··· READING TEXT

Global emergence of antimicrobial resistance threatens therapies that combat infections by bacterial pathogens. Resistance genes detected in city sewage may serve as a proxy for the resistance burden of their urban populations. Professor ZHU Yongguan from the Institute of Urban Environment of the Chinese Academy of Sciences and his collaborators recently conducted a nationwide survey of antimicrobial resistance elements in China's urban sewage and showed that the distribution of antimicrobial-resistant genes (ARG) was characterized by the well-known "Hu Huanyong line," which delineates a striking difference in the distribution of China's population. This demonstrated that the emergence of ARGs is driven by human activity.
A total of over 116 urban sewage samples from 32 wastewater treatment plants across 17 Chinese major cities were investigated in this study. Urban sewage was found to possess high levels of antimicrobial resistance genes - around 1011-1012copies per liter. The occurrence of antimicrobial resistance in urban sewage has a distinct seasonal pattern and the antibiotic resistome is extensively shared in urban sewage across China.
This study revealed that municipal sewage harbors diverse and abundant resistance genes. In total, 381 different resistance genes conferring resistance to almost all antibiotics were detected and these genes were extensively shared across China, with no geographical clustering, highlighting that municipal sewage could be a major conduit for transferring antibiotic resistance genes into the environment.

······

Reproduce the passage on antibiotic resistance in China's urban sewage from "This study revealed" to "into the environment.", word for word.

··· EXERCISE DATA

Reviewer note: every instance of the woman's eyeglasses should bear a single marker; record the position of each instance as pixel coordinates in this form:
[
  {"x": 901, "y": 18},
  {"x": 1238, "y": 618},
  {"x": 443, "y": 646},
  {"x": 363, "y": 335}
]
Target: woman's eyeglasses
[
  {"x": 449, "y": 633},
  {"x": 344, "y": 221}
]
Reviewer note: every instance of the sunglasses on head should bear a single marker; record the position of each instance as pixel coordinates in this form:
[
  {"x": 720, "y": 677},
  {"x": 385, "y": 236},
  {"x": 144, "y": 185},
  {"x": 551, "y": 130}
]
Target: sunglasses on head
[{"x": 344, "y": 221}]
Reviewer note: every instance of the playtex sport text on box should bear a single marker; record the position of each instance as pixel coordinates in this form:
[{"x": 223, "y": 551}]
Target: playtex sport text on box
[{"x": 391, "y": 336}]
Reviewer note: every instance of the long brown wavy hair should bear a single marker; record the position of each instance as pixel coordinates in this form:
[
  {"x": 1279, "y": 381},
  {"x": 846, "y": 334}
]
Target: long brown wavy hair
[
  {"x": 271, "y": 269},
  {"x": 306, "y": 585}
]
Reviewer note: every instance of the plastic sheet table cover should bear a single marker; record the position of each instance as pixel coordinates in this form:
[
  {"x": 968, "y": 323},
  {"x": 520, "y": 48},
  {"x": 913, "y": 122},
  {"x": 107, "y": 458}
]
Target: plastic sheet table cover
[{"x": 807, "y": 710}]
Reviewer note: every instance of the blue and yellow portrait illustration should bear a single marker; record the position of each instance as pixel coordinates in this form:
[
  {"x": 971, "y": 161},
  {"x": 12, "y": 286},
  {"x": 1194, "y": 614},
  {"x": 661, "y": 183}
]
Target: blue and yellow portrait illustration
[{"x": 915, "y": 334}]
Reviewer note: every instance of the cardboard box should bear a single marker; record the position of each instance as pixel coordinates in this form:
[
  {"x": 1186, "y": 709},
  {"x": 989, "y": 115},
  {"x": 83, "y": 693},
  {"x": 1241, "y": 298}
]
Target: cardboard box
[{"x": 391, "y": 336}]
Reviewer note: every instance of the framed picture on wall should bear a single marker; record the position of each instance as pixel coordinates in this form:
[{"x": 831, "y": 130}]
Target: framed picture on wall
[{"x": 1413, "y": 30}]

······

**TASK SOLUTION**
This study revealed that municipal sewage harbors diverse and abundant resistance genes. In total, 381 different resistance genes conferring resistance to almost all antibiotics were detected and these genes were extensively shared across China, with no geographical clustering, highlighting that municipal sewage could be a major conduit for transferring antibiotic resistance genes into the environment.